- **Tasks to perform**
1) According to the passage on Charles Lamb's letters, what book does Mary warn Dibdin not to read in his present low state?
2) Carry on the passage about Charles Lamb's letters to John Bates Dibdin from the point where it stops.

- **Extracted text**
His correspondence is so consistently generous with fellow feeling and linguistic riches, opening a letter from Charles Lamb must have felt like Christmas morning. To keep up with his copious flow of inspiration, Lamb resorts to dashes, geyser-like gushes of words, endless puns and gags and parenthetical asides so densely packed with digressions they threaten to burst. Consider his acquaintance John Bates Dibdin, born 23 years after Lamb, in 1798, to a family of literary aspirants. Like Lamb, Dibdin worked as a clerk. He edited European Magazine, traveled to Madeira for his health but died of consumption shortly after his return to England, on May 11, 1828. Lamb wrote his first letter to Dibdin almost two years earlier, in June of 1826. It’s a virtuoso performance:
“I never knew an enemy to puns who not an ill-natured man. Your fair critic in the coach reminds me of a Scotchman who assured me he did not see much in Shakespeare. I replied, I dare say not. He felt the equivoke, looked awkward and reddish, but soon returned to the attack by saying that he thought Burns was as good as Shakespeare. I said that I had no doubt he was – to a Scotchman. We exchanged no more words that day.”
Gossip and a comic travelogue follow, after which Lamb commiserates with Dibdin over remedies for illness and depression – amusingly and amusedly, if you can imagine. Lamb has already loaned Dibdin some favorite volumes:
“Mary bids me warn you not to read Anatomy of Melancholy in your present low way. You’ll fancy yourself a pipkin or a headless bear, as Burton speaks of. You’ll be lost in a maze of remedies for a labyrinth of diseasements – a plethora of cures. Read Fletcher; above all the Spanish Curate, the Thief, or Little Night Walker, the Wit Without Money, and the Lover’s Pilgrimage. Laugh and come home fat. Neither do we think Sir T. Browne quite the thing for you just at present. Fletcher is as light as soda-water. Browne and Burton are too strong potions for an Invalid. And don’t thumb and dirt the books. Take care of the bindings. Lay a leaf of silver papers under ‘em as you read. And don’t smoke tobacco over ‘em – the leaves will fall in and burn or dirty their namesakes. If you find any dusty atoms of the Indian Weed crumbled up in the Beaumont and Fletcher, they are mine. But then, you know, so is the Folio also. A pipe and a comedy of Fletcher’s the last thing of a night is the best recipe for light dreams, and to scatter away Nightmares. Probatum est [Latin: It is proved].”

- **Provided material**
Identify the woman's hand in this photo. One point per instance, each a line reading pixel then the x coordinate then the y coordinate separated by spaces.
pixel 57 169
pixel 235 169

- **Answers to the exercises**
1) Anatomy of Melancholy.

2)
Lamb’s voice, the voice we already know from his essays, is so human and unstuffy it confers the impression of an ongoing conversation. Here’s the conclusion of the letter:
“And rub up your Muse – the family Muse – and send us a rhyme or so. Don’t waste your wit upon that damned Dry Salter. I never knew but one Dry Salter who could relish those mellow effusions, and he broke. You knew Tommy Hill, the wittiest of Dry Salters. Dry Salters! What a word for this thirsty weather! I must drink after it. Here’s to thee, my dear Dibdin, and to our having you again snug and well at Colebrooke. But our nearest hopes are to hear again from you shortly. An epistle only a quarter as agreeable as your last would be a treat.”
As a Lambian addendum, I should mention that I’m quoting from the fat Complete Works and Letters of Charles Lamb, published in 1935 by The Modern Library. The introduction was written by Saxe Commins, now forgotten but once the senior editor at Random House, from 1933 to 1958. I think of Commins as William Faulkner’s editor, but here’s a partial list of other writers he worked with -- Theodore Dreiser, Gertrude Stein, W. H. Auden, Stephen Spender, Sinclair Lewis, James Michener, William Carlos Williams, Isak Dinesen and Eugene O'Neill. I relish the implausible fact that Stein and Michener shared an editor.